_What to do_
Arrange the rows below as a JSON list of strings, with one string per line and no entries for blank lines.

==== Extracted information ====

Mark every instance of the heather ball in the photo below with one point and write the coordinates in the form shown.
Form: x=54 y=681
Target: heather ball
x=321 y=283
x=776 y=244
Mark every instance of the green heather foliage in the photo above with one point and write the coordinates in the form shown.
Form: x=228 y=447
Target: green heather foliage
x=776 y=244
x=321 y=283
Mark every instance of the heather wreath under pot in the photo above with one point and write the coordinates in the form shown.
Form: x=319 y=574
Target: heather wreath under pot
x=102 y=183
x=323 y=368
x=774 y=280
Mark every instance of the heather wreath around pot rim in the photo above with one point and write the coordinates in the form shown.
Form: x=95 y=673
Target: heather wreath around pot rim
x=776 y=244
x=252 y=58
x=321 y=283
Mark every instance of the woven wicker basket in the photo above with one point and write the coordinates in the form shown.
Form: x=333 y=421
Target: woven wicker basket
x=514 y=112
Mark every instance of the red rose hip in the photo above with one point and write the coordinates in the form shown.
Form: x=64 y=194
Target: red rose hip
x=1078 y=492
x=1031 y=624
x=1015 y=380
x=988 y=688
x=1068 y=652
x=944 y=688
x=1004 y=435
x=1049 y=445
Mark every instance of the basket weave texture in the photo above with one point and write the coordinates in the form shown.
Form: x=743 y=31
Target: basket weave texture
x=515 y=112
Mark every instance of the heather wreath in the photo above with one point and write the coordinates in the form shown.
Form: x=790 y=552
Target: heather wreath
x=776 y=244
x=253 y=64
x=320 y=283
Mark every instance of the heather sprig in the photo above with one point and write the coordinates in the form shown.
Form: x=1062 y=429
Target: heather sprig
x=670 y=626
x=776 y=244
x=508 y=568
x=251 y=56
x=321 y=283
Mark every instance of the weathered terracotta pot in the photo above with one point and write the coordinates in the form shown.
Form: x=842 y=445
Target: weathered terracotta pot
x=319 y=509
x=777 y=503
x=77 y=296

====

_Exercise output_
[
  "Mark every instance of the heather ball in the photo below with one point and write the coordinates in the form shown.",
  "Form: x=54 y=681",
  "Target: heather ball",
  "x=321 y=283",
  "x=776 y=244",
  "Mark every instance of the green heather foliage in the photo above with one point and write the coordinates in the form shown.",
  "Form: x=228 y=447",
  "Target: green heather foliage",
  "x=776 y=244",
  "x=321 y=283",
  "Mark every instance of the heather wreath under pot in the photo above with one point and write the coordinates in the form shown.",
  "Form: x=319 y=574",
  "Target: heather wreath under pot",
  "x=102 y=183",
  "x=323 y=368",
  "x=774 y=280",
  "Mark every instance of the heather wreath around pot rim in the photo above with one point and write the coordinates in the form shown.",
  "Form: x=95 y=673",
  "Target: heather wreath around pot rim",
  "x=776 y=244",
  "x=252 y=58",
  "x=321 y=283",
  "Mark every instance of the woven wicker basket in the photo above with one point and write the coordinates in the form shown.",
  "Form: x=333 y=421",
  "Target: woven wicker basket",
  "x=514 y=112",
  "Mark every instance of the red rose hip in the photo above with one point and write the coordinates in the form shown.",
  "Form: x=64 y=194",
  "Target: red rose hip",
  "x=1078 y=492",
  "x=1031 y=624",
  "x=1015 y=380",
  "x=988 y=688",
  "x=1068 y=652",
  "x=944 y=688",
  "x=1004 y=435",
  "x=1049 y=445",
  "Mark every instance of the basket weave texture in the photo above with one point and write the coordinates in the form shown.",
  "Form: x=743 y=31",
  "Target: basket weave texture",
  "x=515 y=112",
  "Mark every instance of the heather wreath in the photo above with one point and write the coordinates in the form shown.",
  "Form: x=790 y=552",
  "Target: heather wreath",
  "x=776 y=244",
  "x=253 y=64",
  "x=320 y=283",
  "Mark every instance of the heather sprig in the photo above with one point and write the coordinates in the form shown.",
  "Form: x=1062 y=429",
  "Target: heather sprig",
  "x=670 y=626",
  "x=776 y=244",
  "x=508 y=568",
  "x=251 y=56",
  "x=321 y=283",
  "Mark every instance of the weathered terracotta pot in the photo above with one point and write the coordinates in the form shown.",
  "Form: x=842 y=445",
  "Target: weathered terracotta pot",
  "x=319 y=509",
  "x=777 y=503",
  "x=77 y=296"
]